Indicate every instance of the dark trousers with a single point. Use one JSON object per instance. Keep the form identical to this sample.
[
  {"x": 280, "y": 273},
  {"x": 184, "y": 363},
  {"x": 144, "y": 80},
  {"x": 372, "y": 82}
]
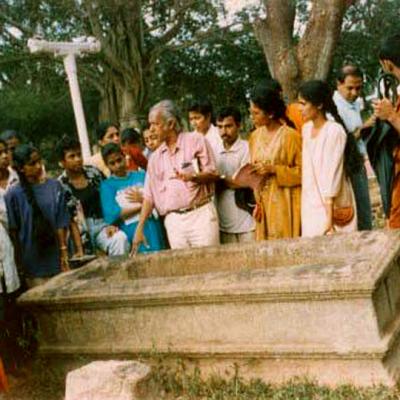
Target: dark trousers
[{"x": 359, "y": 182}]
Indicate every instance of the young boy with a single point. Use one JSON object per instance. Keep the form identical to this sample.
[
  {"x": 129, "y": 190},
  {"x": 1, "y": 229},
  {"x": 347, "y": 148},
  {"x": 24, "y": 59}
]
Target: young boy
[
  {"x": 82, "y": 184},
  {"x": 131, "y": 147},
  {"x": 121, "y": 199}
]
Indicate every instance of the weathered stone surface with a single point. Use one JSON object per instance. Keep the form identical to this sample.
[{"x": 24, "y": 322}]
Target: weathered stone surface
[
  {"x": 107, "y": 380},
  {"x": 325, "y": 307}
]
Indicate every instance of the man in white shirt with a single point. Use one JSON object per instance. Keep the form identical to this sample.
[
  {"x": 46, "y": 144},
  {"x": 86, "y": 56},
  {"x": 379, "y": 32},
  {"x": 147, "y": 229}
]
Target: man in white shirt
[
  {"x": 236, "y": 225},
  {"x": 200, "y": 118},
  {"x": 346, "y": 97}
]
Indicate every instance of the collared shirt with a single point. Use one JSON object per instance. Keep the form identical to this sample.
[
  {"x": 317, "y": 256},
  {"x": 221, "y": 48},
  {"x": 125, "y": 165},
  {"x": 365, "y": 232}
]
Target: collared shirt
[
  {"x": 7, "y": 263},
  {"x": 94, "y": 178},
  {"x": 192, "y": 154},
  {"x": 351, "y": 116},
  {"x": 213, "y": 137},
  {"x": 12, "y": 180},
  {"x": 233, "y": 219}
]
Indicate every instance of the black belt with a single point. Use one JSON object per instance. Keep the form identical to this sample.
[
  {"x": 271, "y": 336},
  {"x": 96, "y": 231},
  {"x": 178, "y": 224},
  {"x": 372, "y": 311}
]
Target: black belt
[{"x": 188, "y": 209}]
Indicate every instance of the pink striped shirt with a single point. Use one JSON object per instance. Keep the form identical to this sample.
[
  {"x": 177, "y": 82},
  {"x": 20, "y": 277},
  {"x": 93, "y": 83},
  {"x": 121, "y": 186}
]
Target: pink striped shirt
[{"x": 168, "y": 193}]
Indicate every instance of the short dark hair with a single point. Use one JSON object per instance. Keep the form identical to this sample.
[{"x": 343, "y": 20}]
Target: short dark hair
[
  {"x": 10, "y": 134},
  {"x": 130, "y": 136},
  {"x": 202, "y": 106},
  {"x": 267, "y": 95},
  {"x": 226, "y": 112},
  {"x": 66, "y": 143},
  {"x": 349, "y": 70},
  {"x": 108, "y": 149},
  {"x": 102, "y": 128},
  {"x": 390, "y": 49}
]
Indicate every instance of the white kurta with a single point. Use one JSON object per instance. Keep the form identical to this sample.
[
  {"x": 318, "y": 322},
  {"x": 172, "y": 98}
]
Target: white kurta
[{"x": 325, "y": 155}]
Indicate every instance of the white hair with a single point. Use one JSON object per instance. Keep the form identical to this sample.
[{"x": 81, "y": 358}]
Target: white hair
[{"x": 168, "y": 110}]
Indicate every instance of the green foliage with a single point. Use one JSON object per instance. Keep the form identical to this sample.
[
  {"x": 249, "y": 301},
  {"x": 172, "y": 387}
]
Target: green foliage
[
  {"x": 179, "y": 382},
  {"x": 366, "y": 24}
]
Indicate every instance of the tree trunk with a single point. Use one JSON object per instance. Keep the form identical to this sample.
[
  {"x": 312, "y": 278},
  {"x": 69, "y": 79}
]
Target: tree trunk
[{"x": 311, "y": 57}]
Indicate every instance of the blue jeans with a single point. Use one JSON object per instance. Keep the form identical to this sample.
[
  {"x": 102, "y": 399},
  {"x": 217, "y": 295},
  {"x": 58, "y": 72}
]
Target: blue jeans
[{"x": 359, "y": 182}]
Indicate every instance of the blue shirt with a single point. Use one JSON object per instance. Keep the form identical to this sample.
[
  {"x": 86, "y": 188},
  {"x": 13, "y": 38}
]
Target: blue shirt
[
  {"x": 112, "y": 201},
  {"x": 351, "y": 116},
  {"x": 50, "y": 197}
]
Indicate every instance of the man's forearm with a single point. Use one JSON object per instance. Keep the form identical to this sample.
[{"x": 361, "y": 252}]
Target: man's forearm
[
  {"x": 130, "y": 212},
  {"x": 205, "y": 177},
  {"x": 62, "y": 238},
  {"x": 147, "y": 208},
  {"x": 394, "y": 120}
]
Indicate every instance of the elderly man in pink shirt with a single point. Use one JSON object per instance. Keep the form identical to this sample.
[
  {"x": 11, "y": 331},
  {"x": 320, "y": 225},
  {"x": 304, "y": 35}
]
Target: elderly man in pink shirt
[{"x": 180, "y": 183}]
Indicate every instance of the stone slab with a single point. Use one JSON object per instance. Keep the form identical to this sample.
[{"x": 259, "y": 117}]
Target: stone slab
[
  {"x": 286, "y": 308},
  {"x": 107, "y": 380}
]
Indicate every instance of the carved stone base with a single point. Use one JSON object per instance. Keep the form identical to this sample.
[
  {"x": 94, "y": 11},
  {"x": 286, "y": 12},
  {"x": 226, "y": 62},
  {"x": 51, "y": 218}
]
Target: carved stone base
[{"x": 327, "y": 308}]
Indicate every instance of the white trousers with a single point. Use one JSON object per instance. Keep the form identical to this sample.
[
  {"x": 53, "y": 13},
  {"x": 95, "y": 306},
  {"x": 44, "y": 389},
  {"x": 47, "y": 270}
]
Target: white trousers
[
  {"x": 195, "y": 228},
  {"x": 245, "y": 237}
]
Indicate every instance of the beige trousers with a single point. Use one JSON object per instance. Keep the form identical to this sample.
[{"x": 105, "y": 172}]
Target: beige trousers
[
  {"x": 33, "y": 282},
  {"x": 246, "y": 237},
  {"x": 195, "y": 228}
]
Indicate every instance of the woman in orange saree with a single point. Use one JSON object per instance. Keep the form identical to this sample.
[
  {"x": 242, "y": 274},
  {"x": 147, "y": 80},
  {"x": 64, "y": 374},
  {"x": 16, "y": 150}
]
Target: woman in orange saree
[{"x": 275, "y": 151}]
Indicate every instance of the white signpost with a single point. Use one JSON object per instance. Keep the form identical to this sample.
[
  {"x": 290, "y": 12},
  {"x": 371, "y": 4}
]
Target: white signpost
[{"x": 69, "y": 51}]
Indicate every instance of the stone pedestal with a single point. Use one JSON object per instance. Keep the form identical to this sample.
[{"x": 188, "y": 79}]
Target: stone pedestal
[
  {"x": 107, "y": 380},
  {"x": 327, "y": 308}
]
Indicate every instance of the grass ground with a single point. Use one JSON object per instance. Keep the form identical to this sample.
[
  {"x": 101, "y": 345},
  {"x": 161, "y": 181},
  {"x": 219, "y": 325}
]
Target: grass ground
[{"x": 36, "y": 382}]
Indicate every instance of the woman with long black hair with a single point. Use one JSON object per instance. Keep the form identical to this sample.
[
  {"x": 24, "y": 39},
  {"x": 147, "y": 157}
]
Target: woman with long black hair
[
  {"x": 329, "y": 157},
  {"x": 38, "y": 218},
  {"x": 275, "y": 152}
]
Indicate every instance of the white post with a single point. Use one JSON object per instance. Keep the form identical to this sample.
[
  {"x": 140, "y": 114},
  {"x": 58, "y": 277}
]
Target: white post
[
  {"x": 70, "y": 68},
  {"x": 69, "y": 50}
]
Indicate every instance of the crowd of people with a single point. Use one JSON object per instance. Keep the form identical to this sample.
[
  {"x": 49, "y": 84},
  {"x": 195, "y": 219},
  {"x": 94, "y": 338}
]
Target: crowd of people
[{"x": 300, "y": 173}]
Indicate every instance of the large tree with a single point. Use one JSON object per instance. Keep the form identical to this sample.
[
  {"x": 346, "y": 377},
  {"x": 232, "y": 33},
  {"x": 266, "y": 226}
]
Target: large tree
[
  {"x": 134, "y": 34},
  {"x": 292, "y": 57}
]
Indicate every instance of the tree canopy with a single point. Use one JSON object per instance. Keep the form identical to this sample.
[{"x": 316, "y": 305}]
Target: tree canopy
[{"x": 174, "y": 49}]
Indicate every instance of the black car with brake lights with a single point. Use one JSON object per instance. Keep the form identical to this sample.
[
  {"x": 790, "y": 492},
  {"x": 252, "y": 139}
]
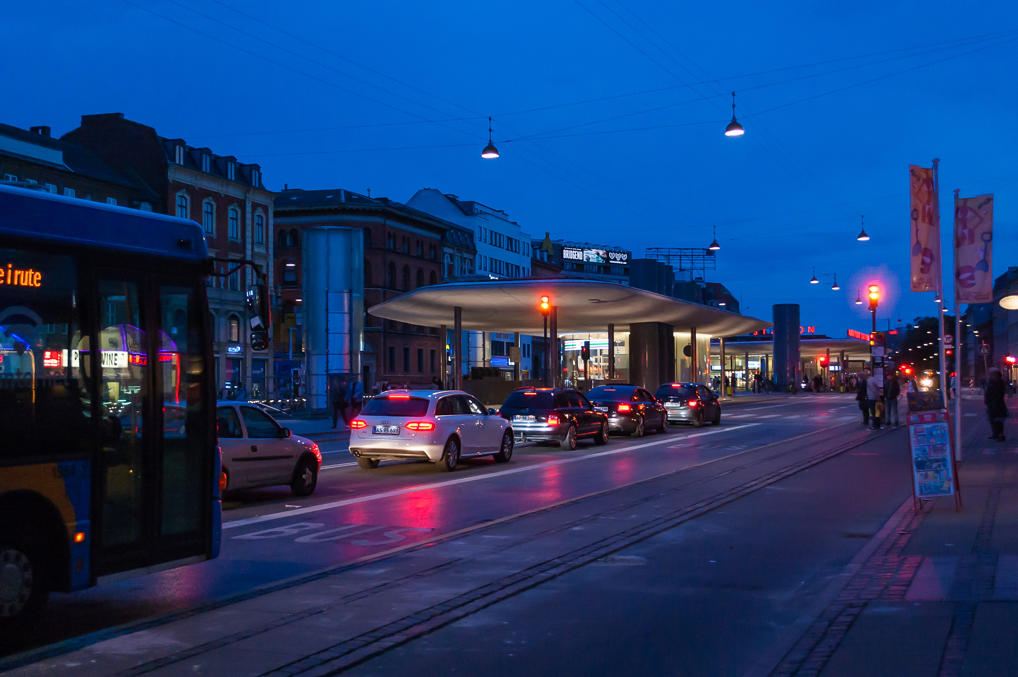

■ ■ ■

Aim of the exercise. Extract every line of the data above that contains the string "carved", copying each one unchanged.

Written solution.
Indicate every instance of the carved stone base with a single point. Use one JSON object per instance. Keep the form identical to this sample.
Target: carved stone base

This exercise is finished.